Instrucciones de trabajo -
(a) Resume en dos oraciones el texto sobre la violencia en Acapulco.
(b) Continúa, por favor, el texto sobre la violencia en Acapulco a partir de su última oración.

Sección del documento -
▬▬▬

Un Tsuru blanco, con placas del Estado de México, estaba abandonado en la carretera federal México-Acapulco, en las inmediaciones de la colonia Lázaro Cárdenas —y a solo unos metros del puente conocido como La Cima. Era la una de la mañana del 15 de febrero pasado cuando la policía se acercó a mirar.

En la cajuela del vehículo había una escena indescriptible. Los restos de un hombre desmembrado a tal punto, que fue imposible establecer, no digamos su identidad, sino incluso sus rasgos físicos.

La nota ocupó solo un pequeño espacio en los medios locales. No es extraño. En Acapulco, este tipo de hallazgos se ha vuelto el pan de todos los días.

Hace más de una década que la violencia irrumpió en ese paraíso del Pacífico. El entonces perredista Félix Salgado Macedonio gobernaba el municipio. En un trienio dominaban el puerto los Beltrán Leyva y a estos querían arrebatarles el control de las operaciones criminales los Zetas.

Sicarios del Cártel del Sinaloa fueron ejecutados por agentes municipales en enero de 2005. La cabeza del agente que les dio el tiro de gracia apareció colgada en la reja de una oficina de gobierno con el siguiente mensaje: “Para que aprendas a respetar”.

Comenzó el rosario de muertes, balaceras decapitaciones, encobijamientos. Al año siguiente hubo un tiroteo en la vía pública, que duró 40 minutos, y en el que participaron sicarios de Sinaloa disfrazados de AFIs.

Salgado Macedonio, hoy flamante senador por Morena, fue acusado de entregar Acapulco al narcotráfico. Los grupos criminales que peleaban el puerto lo acusaron de incumplir acuerdos. Llegó a recibir hasta 20 amenazas de muerte.

Cuando su gestión terminó, Acapulco estaba convertido en un infierno. Un infierno pequeño si se piensa en todo lo que ocurrió en los lustros que siguieron. Al frente del gobierno municipal han desfilado el PRI (2009-2012, con Manuel Añorve), Movimiento Ciudadano (2012-2015, con Luis Walton), otra vez el PRD (2015-2018, con Evodio Velázquez Aguirre), y finalmente Morena (2018, con la recién llegada Adela Román).

▬▬▬

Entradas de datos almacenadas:
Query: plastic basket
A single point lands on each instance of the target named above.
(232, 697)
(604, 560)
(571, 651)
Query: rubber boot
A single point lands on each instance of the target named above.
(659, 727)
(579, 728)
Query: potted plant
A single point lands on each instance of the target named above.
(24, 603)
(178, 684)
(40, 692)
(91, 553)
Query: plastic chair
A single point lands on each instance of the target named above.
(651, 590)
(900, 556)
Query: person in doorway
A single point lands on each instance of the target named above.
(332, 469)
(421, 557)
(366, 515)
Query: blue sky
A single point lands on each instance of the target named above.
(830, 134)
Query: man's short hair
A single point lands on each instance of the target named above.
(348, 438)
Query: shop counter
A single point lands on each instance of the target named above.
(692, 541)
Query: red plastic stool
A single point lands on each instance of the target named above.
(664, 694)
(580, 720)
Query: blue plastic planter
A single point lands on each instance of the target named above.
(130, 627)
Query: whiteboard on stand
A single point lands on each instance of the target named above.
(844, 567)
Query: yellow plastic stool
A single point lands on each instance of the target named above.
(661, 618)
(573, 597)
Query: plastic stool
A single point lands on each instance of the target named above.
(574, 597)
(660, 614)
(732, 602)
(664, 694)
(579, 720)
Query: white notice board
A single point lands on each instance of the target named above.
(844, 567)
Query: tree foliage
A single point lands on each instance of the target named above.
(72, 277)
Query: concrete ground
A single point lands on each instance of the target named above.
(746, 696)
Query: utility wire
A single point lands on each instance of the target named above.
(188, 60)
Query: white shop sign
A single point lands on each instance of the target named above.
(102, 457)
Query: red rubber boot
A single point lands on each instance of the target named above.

▬▬▬

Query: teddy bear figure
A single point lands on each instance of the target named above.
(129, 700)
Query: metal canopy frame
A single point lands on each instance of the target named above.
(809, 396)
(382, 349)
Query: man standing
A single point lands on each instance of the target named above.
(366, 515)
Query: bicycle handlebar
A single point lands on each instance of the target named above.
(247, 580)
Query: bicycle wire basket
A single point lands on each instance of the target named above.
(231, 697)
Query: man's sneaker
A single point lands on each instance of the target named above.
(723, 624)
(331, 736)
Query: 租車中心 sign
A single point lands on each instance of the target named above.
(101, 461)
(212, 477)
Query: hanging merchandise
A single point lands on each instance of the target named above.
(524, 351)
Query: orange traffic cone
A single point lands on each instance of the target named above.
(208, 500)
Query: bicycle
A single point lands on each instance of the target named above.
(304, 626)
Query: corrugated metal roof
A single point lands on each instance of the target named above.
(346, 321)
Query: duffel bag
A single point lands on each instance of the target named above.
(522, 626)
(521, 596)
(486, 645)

▬▬▬

Respuestas dadas -
(a) En la madrugada del 15 de febrero, la policía halló en la cajuela de un Tsuru blanco abandonado en la carretera federal México-Acapulco los restos de un hombre tan desmembrado que fue imposible establecer su identidad, un hallazgo que en Acapulco se ha vuelto cotidiano. La violencia irrumpió en el puerto hace más de una década, cuando gobernaba el municipio Félix Salgado Macedonio, acusado de entregar Acapulco al narcotráfico, y al terminar su gestión la ciudad estaba convertida en un infierno.

(b)
Y mientras tanto, la violencia, la corrupción, la inseguridad, las muertes, las desapariciones, las extorsiones, la pérdida del turismo, el cierre y colapso de los negocios no han hecho sino extenderse.

El gobierno de Andrés Manuel López Obrador ubicó a Acapulco como la tercera región más peligrosa de México (luego de Tijuana y Ciudad Juárez). Su elevada tasa de homicidios, 97.8 por cada cien mil habitantes (según los datos ofrecidos por el propio gobierno federal), la convierte, en realidad, en una de las más peligrosas del mundo.

El abatimiento de Arturo Beltrán Leyva en 2009; la detención, poco después, de sus más importantes lugartenientes —Edgar Valdez Villarreal, La Barbie, y Sergio Villarreal Barragán, El Grande—, abrieron una grieta inmensa en el cártel. La antes poderosa organización criminal se fragmentó hasta en 14 o 15 grupos.

En la actualidad operan en el puerto el Cártel Independiente de Acapulco (CIDA), y los grupos conocidos como La Barredora, Los Virus, Guardia Guerrerense y La Empresa.

Durante los últimos tiempos de la gestión del perredista Evodio Velázquez Aguirre, la Marina, el Ejército y la Policía Federal tomaron el control de la seguridad en Acapulco. La entonces alcaldesa electa, Adela Román, había denunciado que grupos de la delincuencia organizada controlaban la Secretaría de Seguridad Pública Municipal y habían amenazado de muerte a miembros de su gabinete si se realizaban cambios en la corporación.

Se ejecutaron órdenes de aprehensión contra altos mandos policiacos vinculados con el CIDA. Algunos elementos huyeron. Uno de ellos, Miguel Ángel Larumbe, El Nenuco, fue detenido apenas hace unos días en Colima. Pero la “limpia” en la policía no detuvo la violencia, ni la inseguridad, ni la actividad de los grupos del narcotráfico.

Acapulco ha sido asesinado. Lo aniquilan las ejecuciones diarias, los altos índices de secuestro, la imparable extorsión.